### Brano citato
□ □ □
Dall’archivio: La Raggi contro la discarica di Zingaretti. A Roma riparte la guerra dei rifiuti. Il governatore rilancia l’impianto di Rocca Cencia. No della sindaca che chiede di valutare l’impatto ambientale.
“Con sentenza breve – scrive il tribunale amministrativo del Lazio -, adottata nella camera di consiglio del 25 maggio e depositata oggi (n. 6274/2021) il Tar del Lazio ha annullato l’ordinanza della Regione Lazio dello scorso 1° aprile con cui si ordinava a Roma Capitale di adottare e trasmettere, entro 30 giorni, un piano impiantistico ai fini dell’autosufficienza in termini di trattamento, trasferenza e smaltimento dei rifiuti, recante anche l’impegno a realizzare una rete integrata e adeguata di impianti. I giudici amministrativi hanno osservato che la complessa attività di gestione del corretto ciclo dei rifiuti richiede una attività sinergica ad opera di tutti gli Enti preposti alla cura di un settore così delicato, attività che è prefigurata e disciplinata per i diversi livelli di governo del territorio da disposizioni di legge nazionale e di legge regionale”.
“Come pure hanno rilevato l’assenza – allo stato – della redazione, pur doverosa, di un piano impiantistico volto a garantire l’autosufficienza nella gestione rifiuti del sub-ATO di Roma Capitale. E, tuttavia, lo strumento adoperato dalla Regione, quello cioè dell’ordinanza contingibile e urgente è apparso, al giudice della legittimità, non correttamente esercitato nel caso di specie. Se è vero, infatti, che l’ordinanza contingibile e urgente in tema di rifiuti può essere legittimamente adottata, ai sensi dell’art. 191 del decreto legislativo n. 152 del 2006, solo per “consentire il ricorso temporaneo a speciali forme di gestione dei rifiuti” e che ha un contenuto normativamente prestabilito, ne consegue che esso non può essere utilizzato per altre finalità. E dunque non per disporre un’attività di tipo programmatorio e pianificatorio”.
□ □ □
### Dati forniti
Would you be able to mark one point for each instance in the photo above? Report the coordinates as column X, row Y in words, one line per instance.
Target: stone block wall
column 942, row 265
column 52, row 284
□ □ □
### Consegna
Secondo il brano citato, in base a quale articolo di legge può essere adottata l'ordinanza contingibile e urgente in tema di rifiuti?

### Soluzione completa
In base all'art. 191 del decreto legislativo n. 152 del 2006.